• What to work on
Starting with the line with "of the residential" in the entries below and going on through the line with "of the carved", output every line exactly and nothing more. No pictures.

Stored items from a collection:
• • • • •

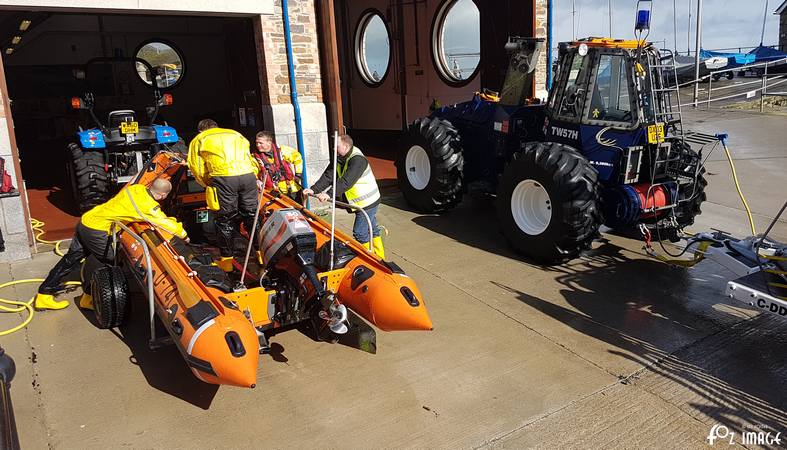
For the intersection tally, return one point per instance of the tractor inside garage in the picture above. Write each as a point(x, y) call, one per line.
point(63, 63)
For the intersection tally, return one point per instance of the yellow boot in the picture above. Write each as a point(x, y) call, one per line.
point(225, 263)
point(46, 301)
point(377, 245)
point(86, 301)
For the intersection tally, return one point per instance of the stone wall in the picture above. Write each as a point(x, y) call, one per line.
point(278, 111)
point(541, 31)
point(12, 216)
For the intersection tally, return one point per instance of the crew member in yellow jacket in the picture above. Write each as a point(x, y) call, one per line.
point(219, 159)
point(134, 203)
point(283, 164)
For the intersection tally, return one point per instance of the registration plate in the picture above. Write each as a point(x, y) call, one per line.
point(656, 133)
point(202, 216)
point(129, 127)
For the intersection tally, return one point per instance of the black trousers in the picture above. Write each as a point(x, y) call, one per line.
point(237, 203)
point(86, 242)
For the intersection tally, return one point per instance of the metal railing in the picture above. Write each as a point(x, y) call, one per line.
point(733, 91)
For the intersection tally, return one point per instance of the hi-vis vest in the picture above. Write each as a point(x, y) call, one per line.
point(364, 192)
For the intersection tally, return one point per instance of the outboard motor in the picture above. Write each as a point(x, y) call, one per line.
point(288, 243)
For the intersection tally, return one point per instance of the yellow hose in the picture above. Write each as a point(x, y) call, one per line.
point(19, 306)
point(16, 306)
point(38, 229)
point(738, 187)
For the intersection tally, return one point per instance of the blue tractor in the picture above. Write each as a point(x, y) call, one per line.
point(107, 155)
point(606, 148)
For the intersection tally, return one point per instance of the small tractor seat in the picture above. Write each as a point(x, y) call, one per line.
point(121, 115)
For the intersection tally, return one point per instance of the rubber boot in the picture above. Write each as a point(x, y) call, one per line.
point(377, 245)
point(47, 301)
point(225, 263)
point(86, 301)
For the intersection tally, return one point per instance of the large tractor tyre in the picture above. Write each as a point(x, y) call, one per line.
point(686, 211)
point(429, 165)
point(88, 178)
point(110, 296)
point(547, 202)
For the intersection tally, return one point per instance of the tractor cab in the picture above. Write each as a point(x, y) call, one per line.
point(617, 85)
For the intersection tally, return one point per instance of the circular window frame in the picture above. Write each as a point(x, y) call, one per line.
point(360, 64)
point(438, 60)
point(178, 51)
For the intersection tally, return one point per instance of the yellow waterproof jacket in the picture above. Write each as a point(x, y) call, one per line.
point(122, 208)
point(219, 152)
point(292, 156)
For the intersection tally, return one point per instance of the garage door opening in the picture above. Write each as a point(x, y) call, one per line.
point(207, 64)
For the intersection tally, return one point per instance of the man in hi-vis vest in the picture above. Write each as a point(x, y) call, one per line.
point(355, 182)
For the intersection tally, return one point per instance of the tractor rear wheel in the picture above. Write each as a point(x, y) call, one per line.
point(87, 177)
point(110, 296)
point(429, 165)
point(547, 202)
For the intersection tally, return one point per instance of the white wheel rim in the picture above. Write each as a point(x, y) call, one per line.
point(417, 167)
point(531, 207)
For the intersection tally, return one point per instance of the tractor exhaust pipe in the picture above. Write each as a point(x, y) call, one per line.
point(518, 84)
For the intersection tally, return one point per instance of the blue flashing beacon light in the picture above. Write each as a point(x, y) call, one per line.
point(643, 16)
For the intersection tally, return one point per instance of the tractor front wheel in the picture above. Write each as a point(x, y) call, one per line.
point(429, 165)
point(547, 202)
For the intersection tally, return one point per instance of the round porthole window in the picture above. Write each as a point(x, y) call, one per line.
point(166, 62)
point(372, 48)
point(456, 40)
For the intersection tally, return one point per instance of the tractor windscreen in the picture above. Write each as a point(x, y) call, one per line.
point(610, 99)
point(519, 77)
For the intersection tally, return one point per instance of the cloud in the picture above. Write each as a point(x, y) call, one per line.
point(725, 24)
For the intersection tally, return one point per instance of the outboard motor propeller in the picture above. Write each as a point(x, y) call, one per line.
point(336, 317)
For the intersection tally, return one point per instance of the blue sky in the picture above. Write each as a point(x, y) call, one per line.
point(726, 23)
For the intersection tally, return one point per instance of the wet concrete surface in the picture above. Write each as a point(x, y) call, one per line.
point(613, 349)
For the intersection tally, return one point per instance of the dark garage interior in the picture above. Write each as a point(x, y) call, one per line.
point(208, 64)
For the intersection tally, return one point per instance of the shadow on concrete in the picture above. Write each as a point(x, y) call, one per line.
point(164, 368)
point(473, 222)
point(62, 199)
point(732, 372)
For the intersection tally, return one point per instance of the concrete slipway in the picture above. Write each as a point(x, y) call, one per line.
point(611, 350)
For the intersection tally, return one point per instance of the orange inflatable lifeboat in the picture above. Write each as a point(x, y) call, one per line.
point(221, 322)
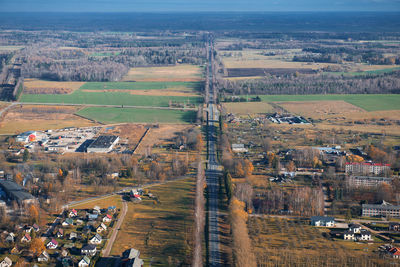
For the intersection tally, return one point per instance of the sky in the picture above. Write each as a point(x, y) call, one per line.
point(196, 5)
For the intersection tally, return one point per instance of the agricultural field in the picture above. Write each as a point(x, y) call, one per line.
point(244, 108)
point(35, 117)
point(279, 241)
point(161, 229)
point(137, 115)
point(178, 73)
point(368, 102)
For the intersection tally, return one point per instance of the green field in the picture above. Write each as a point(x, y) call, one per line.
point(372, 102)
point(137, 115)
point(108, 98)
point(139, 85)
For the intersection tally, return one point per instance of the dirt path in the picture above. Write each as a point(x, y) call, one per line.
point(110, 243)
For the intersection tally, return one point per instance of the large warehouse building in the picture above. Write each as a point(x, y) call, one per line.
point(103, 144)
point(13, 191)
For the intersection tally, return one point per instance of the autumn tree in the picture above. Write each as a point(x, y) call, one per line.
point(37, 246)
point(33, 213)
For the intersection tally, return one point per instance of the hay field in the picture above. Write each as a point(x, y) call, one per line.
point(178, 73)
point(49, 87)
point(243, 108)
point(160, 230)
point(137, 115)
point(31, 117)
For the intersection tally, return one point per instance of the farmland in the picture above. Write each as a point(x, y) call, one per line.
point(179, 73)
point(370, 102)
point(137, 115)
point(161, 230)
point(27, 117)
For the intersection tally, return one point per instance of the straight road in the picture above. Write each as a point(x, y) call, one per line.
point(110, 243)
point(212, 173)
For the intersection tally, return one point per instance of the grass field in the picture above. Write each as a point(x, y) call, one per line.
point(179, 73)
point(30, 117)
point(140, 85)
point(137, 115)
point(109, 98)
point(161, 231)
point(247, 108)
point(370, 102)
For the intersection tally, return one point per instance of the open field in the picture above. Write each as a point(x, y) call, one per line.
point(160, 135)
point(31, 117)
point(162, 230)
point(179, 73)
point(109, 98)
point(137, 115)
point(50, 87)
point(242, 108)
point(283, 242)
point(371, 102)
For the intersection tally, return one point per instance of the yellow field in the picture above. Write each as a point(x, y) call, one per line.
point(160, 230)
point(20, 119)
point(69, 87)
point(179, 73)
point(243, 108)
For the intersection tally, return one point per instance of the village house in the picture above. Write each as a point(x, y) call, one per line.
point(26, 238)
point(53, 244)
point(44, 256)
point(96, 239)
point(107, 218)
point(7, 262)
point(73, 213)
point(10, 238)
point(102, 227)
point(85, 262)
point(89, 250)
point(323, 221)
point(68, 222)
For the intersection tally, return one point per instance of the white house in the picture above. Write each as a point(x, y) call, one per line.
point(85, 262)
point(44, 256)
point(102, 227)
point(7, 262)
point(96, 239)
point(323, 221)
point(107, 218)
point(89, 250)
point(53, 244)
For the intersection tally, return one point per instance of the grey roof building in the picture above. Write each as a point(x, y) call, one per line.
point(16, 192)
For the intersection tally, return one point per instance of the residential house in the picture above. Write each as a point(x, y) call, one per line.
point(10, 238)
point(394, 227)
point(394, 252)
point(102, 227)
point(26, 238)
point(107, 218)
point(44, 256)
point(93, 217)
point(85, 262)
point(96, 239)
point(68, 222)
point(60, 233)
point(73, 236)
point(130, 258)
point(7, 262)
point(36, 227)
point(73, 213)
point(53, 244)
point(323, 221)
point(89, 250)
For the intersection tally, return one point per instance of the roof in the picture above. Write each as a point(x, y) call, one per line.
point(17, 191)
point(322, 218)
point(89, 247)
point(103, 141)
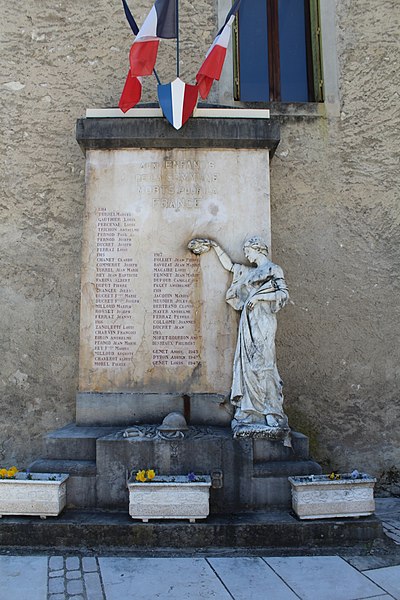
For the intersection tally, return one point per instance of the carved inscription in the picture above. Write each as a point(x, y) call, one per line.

• • • • •

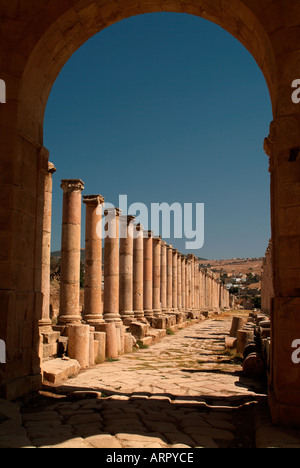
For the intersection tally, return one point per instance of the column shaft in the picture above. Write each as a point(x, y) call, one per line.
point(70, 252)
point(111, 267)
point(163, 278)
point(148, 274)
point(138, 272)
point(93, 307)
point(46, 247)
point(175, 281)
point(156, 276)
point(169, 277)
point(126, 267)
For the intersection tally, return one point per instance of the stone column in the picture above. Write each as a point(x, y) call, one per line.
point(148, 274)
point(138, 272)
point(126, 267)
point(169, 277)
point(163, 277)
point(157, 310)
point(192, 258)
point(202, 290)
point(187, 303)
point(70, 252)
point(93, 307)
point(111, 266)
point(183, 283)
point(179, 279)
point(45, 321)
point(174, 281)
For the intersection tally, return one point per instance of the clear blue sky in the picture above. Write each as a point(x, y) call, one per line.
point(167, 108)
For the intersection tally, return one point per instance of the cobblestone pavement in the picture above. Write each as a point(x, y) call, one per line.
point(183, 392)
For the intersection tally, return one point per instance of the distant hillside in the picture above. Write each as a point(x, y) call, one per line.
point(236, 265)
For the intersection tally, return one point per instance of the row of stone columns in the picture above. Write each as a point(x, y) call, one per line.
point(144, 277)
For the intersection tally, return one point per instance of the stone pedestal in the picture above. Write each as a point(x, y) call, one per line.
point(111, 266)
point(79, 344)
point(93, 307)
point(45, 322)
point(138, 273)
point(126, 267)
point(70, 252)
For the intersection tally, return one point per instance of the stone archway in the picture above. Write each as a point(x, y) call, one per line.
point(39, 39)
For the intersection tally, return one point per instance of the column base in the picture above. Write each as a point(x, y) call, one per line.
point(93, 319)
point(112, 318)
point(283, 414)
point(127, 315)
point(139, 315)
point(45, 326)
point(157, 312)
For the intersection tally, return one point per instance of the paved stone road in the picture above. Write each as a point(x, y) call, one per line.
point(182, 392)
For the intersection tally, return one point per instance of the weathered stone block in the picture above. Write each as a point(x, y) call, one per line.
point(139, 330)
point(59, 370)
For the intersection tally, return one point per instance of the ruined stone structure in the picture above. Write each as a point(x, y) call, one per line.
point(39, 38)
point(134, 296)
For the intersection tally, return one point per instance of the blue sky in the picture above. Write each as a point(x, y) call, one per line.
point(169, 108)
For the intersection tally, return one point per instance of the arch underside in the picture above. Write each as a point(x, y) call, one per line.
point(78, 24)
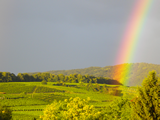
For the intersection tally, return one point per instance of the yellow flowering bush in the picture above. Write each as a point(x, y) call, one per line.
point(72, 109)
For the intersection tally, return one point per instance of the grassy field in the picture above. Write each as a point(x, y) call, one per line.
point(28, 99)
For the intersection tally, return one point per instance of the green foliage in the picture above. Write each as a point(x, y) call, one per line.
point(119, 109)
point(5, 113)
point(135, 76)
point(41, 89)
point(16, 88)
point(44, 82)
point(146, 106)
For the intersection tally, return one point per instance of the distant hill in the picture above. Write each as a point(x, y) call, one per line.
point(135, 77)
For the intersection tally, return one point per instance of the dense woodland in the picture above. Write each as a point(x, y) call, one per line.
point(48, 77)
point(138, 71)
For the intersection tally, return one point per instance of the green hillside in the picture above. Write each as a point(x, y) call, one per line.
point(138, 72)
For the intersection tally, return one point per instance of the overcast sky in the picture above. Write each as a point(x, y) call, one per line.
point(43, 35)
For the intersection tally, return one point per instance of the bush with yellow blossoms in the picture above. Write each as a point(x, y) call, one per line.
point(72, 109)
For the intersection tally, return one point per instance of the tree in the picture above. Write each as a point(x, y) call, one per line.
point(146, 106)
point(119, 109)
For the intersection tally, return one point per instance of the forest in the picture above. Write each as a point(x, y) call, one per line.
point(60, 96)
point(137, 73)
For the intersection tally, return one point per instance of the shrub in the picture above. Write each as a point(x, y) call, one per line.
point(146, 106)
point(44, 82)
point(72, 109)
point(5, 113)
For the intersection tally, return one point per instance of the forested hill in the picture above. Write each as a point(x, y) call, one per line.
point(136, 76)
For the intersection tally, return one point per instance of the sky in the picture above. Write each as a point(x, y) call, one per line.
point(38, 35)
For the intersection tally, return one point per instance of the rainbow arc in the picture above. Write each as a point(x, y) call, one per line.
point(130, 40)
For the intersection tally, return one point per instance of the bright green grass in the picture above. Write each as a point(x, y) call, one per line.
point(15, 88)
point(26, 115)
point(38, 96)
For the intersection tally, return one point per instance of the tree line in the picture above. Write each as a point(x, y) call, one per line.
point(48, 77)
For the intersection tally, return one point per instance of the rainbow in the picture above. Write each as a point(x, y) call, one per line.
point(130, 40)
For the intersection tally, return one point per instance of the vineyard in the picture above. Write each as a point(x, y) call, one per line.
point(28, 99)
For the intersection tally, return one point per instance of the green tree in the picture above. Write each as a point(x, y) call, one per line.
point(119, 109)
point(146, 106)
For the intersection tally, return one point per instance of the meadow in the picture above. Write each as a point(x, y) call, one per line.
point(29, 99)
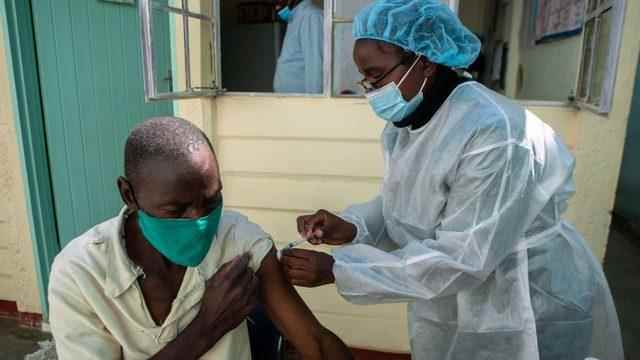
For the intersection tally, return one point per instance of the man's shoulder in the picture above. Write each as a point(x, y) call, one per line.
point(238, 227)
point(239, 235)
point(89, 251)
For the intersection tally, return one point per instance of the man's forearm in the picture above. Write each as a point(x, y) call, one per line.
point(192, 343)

• • • • •

• Solution to this problem
For the intersection tally, return one point per instance of the residential house in the picture above. Write each as a point(x, y) call, one per line.
point(10, 238)
point(394, 227)
point(394, 252)
point(102, 227)
point(26, 238)
point(107, 218)
point(44, 256)
point(93, 217)
point(85, 262)
point(96, 239)
point(68, 222)
point(60, 233)
point(73, 236)
point(130, 258)
point(7, 262)
point(36, 227)
point(73, 213)
point(53, 244)
point(323, 221)
point(89, 250)
For the intersection tally, return one point per instance of the roof in the picture above. Write each as a point(x, y) call, one per line.
point(17, 191)
point(322, 218)
point(89, 247)
point(103, 141)
For the intersection tally, return one point per instance of the carved inscription in the picture above. Write each as a point(x, y) call, one per line.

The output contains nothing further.